REQUIRED TASKS |
a) Translate this sentence from the article on Evanston's e-cigarette ban into Spanish: "Ald. Ann Rainey (8th) was the only opponent of the e-cigarette restriction on the council."
b) Pick up the article on Evanston's e-cigarette ban after its last sentence and write the next part.

TEXT |
┄┄┄┄┄┄

Evanston aldermen Monday night voted to prohibit electronic cigarette use in public spaces, despite a personal plea from one of their own against the restriction.
After weeks of heated deliberation, City Council approved an amendment to Evanston’s tobacco ordinance, adding electronic cigarettes, or e-cigarettes, to the list of products outlawed from all smoke-free areas. “Vaping,” the term used for smoking an e-cigarette, will now be illegal in all Evanston businesses, restaurants and other public spaces.
E-cigarettes are battery-powered devices that simulate tobacco smoking by heating a liquid solution that contains varying amounts of nicotine and produces vapor rather than smoke. Health experts say the effects of vaping remain unclear, but proponents highlight studies that suggest e-cigarettes contain less toxic substances than regular cigarettes and thus pose fewer direct and secondhand health risks.
The city has acknowledged few such studies have been done on the issue, though e-cigarettes closely resemble regular cigarettes and could lead people to believe they are allowed to smoke in already smoke-free areas.
Ald. Ann Rainey (8th) was the only opponent of the e-cigarette restriction on the council. She suggested making it the responsibility of individual businesses and establishments to prohibit e-cigarette smoking within their buildings if they wished to do so, rather than creating a city-wide rule.
“I smoked for years. It took me 10 years to quit. It wasn’t easy, and I think many of you probably have never smoked. …I’m just encouraging you to do whatever you can to let people use these,” Rainey said. “I don’t see why we have to take this huge step and disallow them.”

┄┄┄┄┄┄

Data entries |
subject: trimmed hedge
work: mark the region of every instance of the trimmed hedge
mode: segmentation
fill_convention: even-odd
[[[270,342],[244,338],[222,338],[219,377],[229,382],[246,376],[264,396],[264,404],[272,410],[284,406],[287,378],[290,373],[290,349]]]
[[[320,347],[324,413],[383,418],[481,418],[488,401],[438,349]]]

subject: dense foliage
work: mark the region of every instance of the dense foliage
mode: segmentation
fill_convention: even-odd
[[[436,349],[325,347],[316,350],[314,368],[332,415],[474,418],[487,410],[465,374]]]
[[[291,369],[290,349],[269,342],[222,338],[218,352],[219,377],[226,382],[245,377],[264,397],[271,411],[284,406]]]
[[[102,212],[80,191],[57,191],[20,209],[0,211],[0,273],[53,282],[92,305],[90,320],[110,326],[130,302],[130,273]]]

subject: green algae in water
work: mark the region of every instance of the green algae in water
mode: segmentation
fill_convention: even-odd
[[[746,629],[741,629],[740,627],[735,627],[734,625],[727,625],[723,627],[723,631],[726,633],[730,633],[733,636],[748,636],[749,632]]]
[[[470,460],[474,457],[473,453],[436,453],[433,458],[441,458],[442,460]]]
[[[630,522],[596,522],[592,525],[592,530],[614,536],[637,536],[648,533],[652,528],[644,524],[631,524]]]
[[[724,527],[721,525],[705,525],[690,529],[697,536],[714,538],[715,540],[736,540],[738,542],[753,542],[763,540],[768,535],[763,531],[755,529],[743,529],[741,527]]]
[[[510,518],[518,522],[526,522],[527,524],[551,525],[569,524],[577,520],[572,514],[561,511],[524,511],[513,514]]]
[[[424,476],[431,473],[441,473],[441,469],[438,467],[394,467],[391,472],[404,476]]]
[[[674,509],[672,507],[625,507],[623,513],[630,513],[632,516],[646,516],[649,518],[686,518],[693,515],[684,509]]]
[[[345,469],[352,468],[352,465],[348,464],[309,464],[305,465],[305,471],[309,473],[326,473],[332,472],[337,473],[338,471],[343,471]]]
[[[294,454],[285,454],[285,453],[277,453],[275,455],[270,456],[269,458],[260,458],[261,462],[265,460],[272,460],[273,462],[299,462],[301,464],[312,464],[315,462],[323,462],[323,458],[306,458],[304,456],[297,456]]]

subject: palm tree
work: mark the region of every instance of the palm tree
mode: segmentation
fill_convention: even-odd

┄┄┄┄┄┄

RESULTS BY TASK |
a) La concejala Ann Rainey (8.º) fue la única opositora a la restricción de los cigarrillos electrónicos en el concejo.

b)
Smoque Vapors lounge owner Jared Yucht said “a thousand” of his customers have quit smoking by using e-cigarettes. However, April Bailey, tobacco program manager for the American Lung Association, said they do not recommend e-cigarettes as safe cessation devices.
“(We) will not recommend them for people to stop smoking because they also reinforce the smoking behavior. They don’t break all the parts of the addiction (such as) the social and behavioral part of actually mimicking smoking,” Bailey said. “We are waiting for the FDA to come back with some more firm guidance.”
Ald. Mark Tendam (6th) said if future studies prove e-cigarettes to be safe, the city can choose to amend their current smoke-free ordinance to allow businesses to apply for an “e-cigarette license” or to simply allow e-cigarette use in certain public spaces.
Ald. Don Wilson (4th) also expressed concern about the products, saying their contents are not as regulated as those in regular cigarettes.
“Anything can be in these products,” he said. “In the absence of any kind of standards, it’s dangerous to put people potentially at risk.”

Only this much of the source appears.